(Recorded data)
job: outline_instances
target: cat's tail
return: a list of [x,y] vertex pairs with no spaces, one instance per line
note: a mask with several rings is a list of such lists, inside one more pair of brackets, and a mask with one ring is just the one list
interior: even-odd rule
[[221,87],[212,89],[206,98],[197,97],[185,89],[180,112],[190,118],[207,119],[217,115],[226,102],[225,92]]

> _Exercise brief_
Could you rewrite the items above, changing "cat's tail" to "dog's tail" and leaving every other line as it is?

> _Solved problem_
job: outline_instances
target: dog's tail
return: a list of [x,y] vertex pairs with no spaces, one instance per line
note: a mask with several rings is a list of such lists, inside one more pair of brackets, and a mask with one ring is just the one list
interior: even-odd rule
[[221,87],[212,89],[206,98],[197,97],[185,89],[180,112],[190,118],[207,119],[217,115],[226,102],[225,92]]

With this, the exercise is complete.